Brief: Rewrite every line of the records below as a numbered list, skipping blank lines and leaving out the pictures.

Excerpted data:
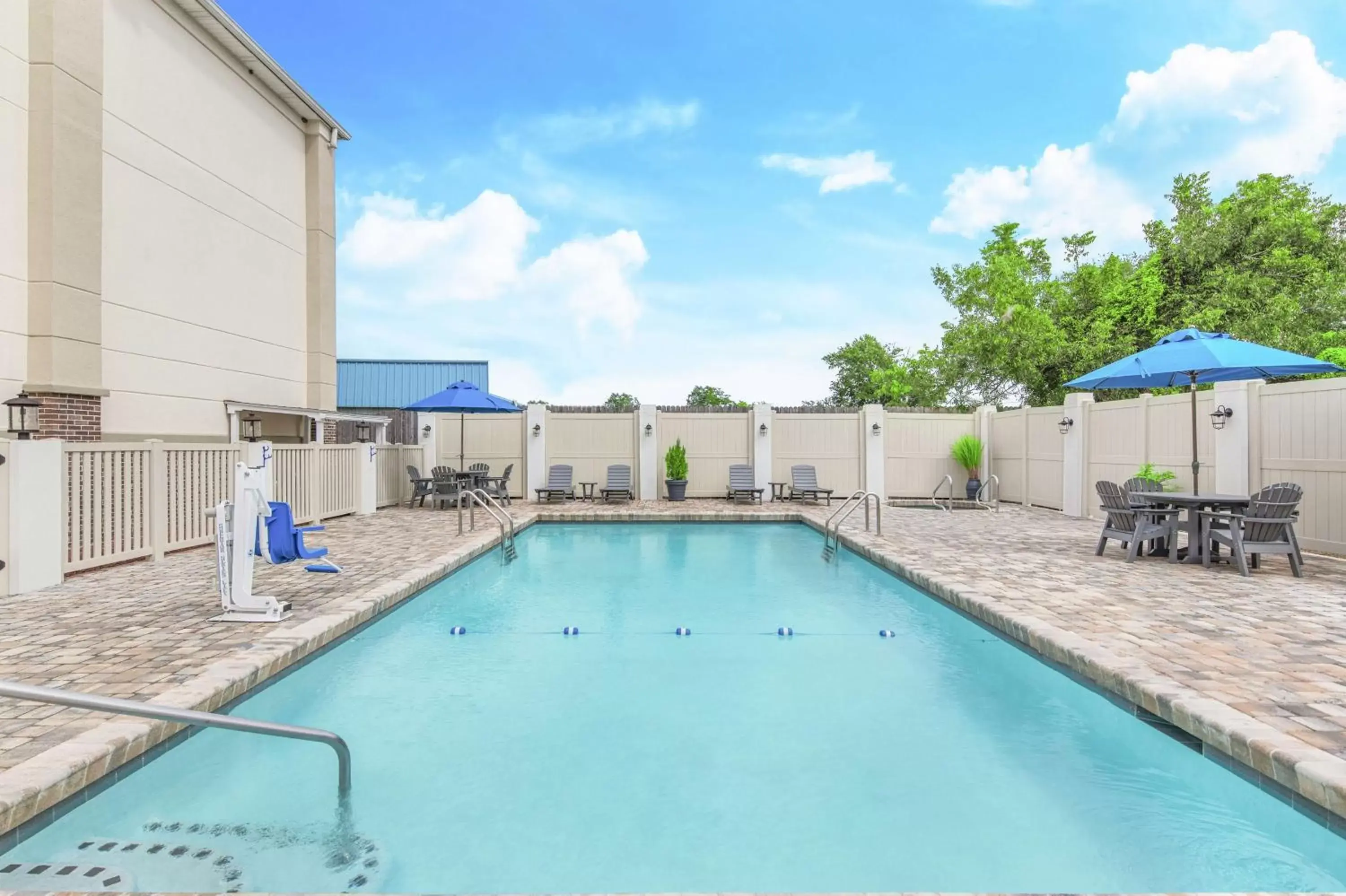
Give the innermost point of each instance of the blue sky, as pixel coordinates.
(609, 197)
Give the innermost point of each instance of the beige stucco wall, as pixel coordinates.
(14, 196)
(204, 240)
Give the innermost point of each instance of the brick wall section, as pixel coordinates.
(70, 418)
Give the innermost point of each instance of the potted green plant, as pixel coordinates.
(967, 452)
(675, 471)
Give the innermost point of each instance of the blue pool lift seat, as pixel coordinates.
(286, 540)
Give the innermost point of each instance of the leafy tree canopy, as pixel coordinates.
(622, 401)
(1266, 263)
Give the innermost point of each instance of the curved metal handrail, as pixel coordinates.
(935, 496)
(188, 718)
(832, 535)
(986, 490)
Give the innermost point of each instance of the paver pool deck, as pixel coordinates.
(1255, 668)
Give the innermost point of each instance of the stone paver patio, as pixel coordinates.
(1252, 666)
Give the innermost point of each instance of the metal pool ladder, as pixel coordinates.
(188, 718)
(832, 535)
(480, 498)
(935, 496)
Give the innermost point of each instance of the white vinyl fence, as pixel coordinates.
(123, 501)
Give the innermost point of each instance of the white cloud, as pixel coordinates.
(411, 260)
(1066, 191)
(574, 130)
(1274, 108)
(838, 173)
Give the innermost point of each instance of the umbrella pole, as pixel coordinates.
(1196, 465)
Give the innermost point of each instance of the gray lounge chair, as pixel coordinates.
(558, 483)
(1267, 528)
(498, 486)
(618, 483)
(742, 483)
(804, 485)
(422, 487)
(1134, 526)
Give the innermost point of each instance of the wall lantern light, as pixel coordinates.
(23, 416)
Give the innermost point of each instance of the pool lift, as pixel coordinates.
(832, 531)
(248, 526)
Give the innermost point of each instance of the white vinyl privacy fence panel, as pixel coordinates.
(1302, 439)
(830, 442)
(917, 447)
(490, 439)
(591, 442)
(714, 443)
(1026, 454)
(395, 485)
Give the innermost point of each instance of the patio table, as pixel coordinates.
(1193, 505)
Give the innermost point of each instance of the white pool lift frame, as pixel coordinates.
(240, 535)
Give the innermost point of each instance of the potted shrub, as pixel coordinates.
(967, 451)
(675, 471)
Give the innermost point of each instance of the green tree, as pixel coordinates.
(708, 397)
(855, 365)
(622, 401)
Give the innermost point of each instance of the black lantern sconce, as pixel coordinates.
(23, 416)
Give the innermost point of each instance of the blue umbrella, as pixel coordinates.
(463, 399)
(1190, 357)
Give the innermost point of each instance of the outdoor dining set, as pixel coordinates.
(1141, 513)
(445, 486)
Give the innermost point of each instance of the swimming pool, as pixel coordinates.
(629, 759)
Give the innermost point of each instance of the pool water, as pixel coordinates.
(515, 759)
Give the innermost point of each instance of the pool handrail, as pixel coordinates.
(935, 496)
(188, 718)
(986, 490)
(489, 504)
(832, 537)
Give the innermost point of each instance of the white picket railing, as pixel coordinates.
(123, 501)
(395, 486)
(107, 504)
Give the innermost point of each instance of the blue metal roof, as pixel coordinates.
(396, 384)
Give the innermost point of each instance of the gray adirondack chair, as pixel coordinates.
(1134, 526)
(558, 483)
(1266, 528)
(742, 485)
(618, 483)
(422, 487)
(1139, 485)
(804, 485)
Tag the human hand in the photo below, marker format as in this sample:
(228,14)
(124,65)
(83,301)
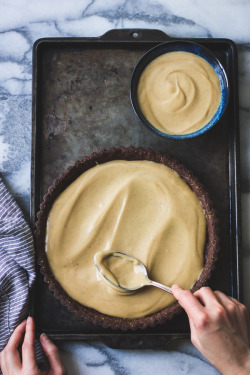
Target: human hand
(220,328)
(10,361)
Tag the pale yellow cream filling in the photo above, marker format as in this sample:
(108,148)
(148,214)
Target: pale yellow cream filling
(179,92)
(141,208)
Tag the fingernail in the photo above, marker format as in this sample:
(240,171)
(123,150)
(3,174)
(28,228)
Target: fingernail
(176,287)
(44,337)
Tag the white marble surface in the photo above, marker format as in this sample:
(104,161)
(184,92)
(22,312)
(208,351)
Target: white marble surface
(24,21)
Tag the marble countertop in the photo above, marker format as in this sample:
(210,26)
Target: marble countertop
(21,24)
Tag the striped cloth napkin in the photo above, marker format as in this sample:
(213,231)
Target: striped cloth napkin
(17,268)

Right answer:
1. Give the innermost point of each instance of the blue sky, as pixel coordinates.
2. (609, 197)
3. Give the innermost point of each instance of the beige stucco wall, as pixel coordinates.
4. (14, 196)
5. (204, 240)
6. Give the innermost point of each instance of the brick wall section, as pixel coordinates.
7. (70, 418)
8. Give the innermost point of each instance of the potted green plant, as pixel coordinates.
9. (967, 452)
10. (675, 471)
11. Give the innermost point of each instance of the blue pool lift seat, as pixel coordinates.
12. (286, 540)
13. Give the innermost point of each instance of the leafy tree canopy, as pixel coordinates.
14. (622, 401)
15. (1266, 263)
16. Give the innermost point of each instance of the curved metal handrail, as pixel coordinates.
17. (935, 496)
18. (188, 718)
19. (832, 535)
20. (986, 490)
21. Give the innermost point of each instance of the paver pool deck, as pixel coordinates.
22. (1255, 668)
23. Give the innermost point of each instance of the stone paver patio, as pixel coordinates.
24. (1252, 666)
25. Give the innermost point of each instance of the metal pool ladder, as pixel coordinates.
26. (188, 718)
27. (832, 535)
28. (480, 498)
29. (935, 496)
30. Give the innermost point of each instance of the white vinyl fence, as pixel coordinates.
31. (123, 501)
32. Give the innermost point of each instance of the white cloud, as pixel coordinates.
33. (411, 260)
34. (1066, 191)
35. (574, 130)
36. (1274, 108)
37. (838, 173)
38. Give the innermost point of each instance of the umbrella pole, as pixel coordinates.
39. (1196, 465)
40. Give the innermost point of each instance of the gray lounge chair, as pixel coordinates.
41. (558, 483)
42. (1267, 528)
43. (498, 486)
44. (618, 483)
45. (742, 483)
46. (804, 485)
47. (422, 487)
48. (1134, 526)
49. Give the innermost point of each instance of the wall lantern light, as pixel coordinates.
50. (23, 416)
51. Give the innermost point of each instance of the pool lift, as pixel coordinates.
52. (832, 531)
53. (248, 526)
54. Give the innermost point of each instance of the white vinyl privacy fence panel, as pixel coordinates.
55. (1302, 439)
56. (830, 442)
57. (917, 447)
58. (490, 439)
59. (591, 442)
60. (714, 443)
61. (1026, 454)
62. (395, 485)
63. Give the innermost point of each instance of the patio table, as pixel coordinates.
64. (1193, 505)
65. Give the innermost point of each instance of the white pool lift frame, as pixel coordinates.
66. (240, 535)
67. Give the innermost point of each instance of the potted shrub, as pixel coordinates.
68. (967, 451)
69. (675, 471)
70. Give the innermost point of each instance of the green tree, as pixel coordinates.
71. (708, 397)
72. (855, 365)
73. (622, 401)
74. Give the innermost point of each instance of the black lantern sconce, as pixel coordinates.
75. (23, 416)
76. Give the innermost point of each instance of the blue umbrella, as pixel coordinates.
77. (463, 399)
78. (1190, 357)
79. Give the innermost point of each instance of the outdoor dining set, as pixel coordinates.
80. (1141, 513)
81. (445, 486)
82. Give the innermost point of each instance of the swimming pool, as pixel coordinates.
83. (629, 759)
84. Give the innermost point of each instance of the pool water, as pixel coordinates.
85. (515, 759)
86. Give the innermost point of each instance of the pool handrail, as pixel coordinates.
87. (935, 496)
88. (188, 718)
89. (986, 490)
90. (489, 504)
91. (832, 537)
92. Give the innermost point of each instance of the white picket railing, as pixel coordinates.
93. (123, 501)
94. (395, 486)
95. (107, 504)
96. Give the innermost point of each instance of the blue metal roof, as pixel coordinates.
97. (396, 384)
98. Give the innermost point of each instance of the gray adirondack chair, as pixel coordinates.
99. (1134, 526)
100. (558, 483)
101. (1266, 528)
102. (742, 485)
103. (618, 483)
104. (422, 487)
105. (1139, 485)
106. (804, 485)
107. Tag the human hand in the photo below, marker format as in this sample:
108. (228,14)
109. (124,65)
110. (83,301)
111. Target: human hand
112. (220,328)
113. (10,361)
114. Tag the pale yellow cream filling in the photo above, marker format as in this sample:
115. (108,148)
116. (148,214)
117. Target: pale yellow cream filling
118. (179,92)
119. (141,208)
120. Tag the fingernail in the photo above, marker format as in this sample:
121. (240,171)
122. (123,150)
123. (3,174)
124. (28,228)
125. Target: fingernail
126. (176,287)
127. (44,337)
128. Tag the white marble surface in the photo above, marker format as in this sample:
129. (104,161)
130. (184,92)
131. (22,312)
132. (208,351)
133. Target: white marble surface
134. (24,21)
135. Tag the marble countertop in the photo above, marker format as in this sample:
136. (210,26)
137. Target: marble countertop
138. (21,24)
139. Tag the striped cloth napkin in the photo above, marker format as in this sample:
140. (213,231)
141. Target: striped cloth napkin
142. (17,268)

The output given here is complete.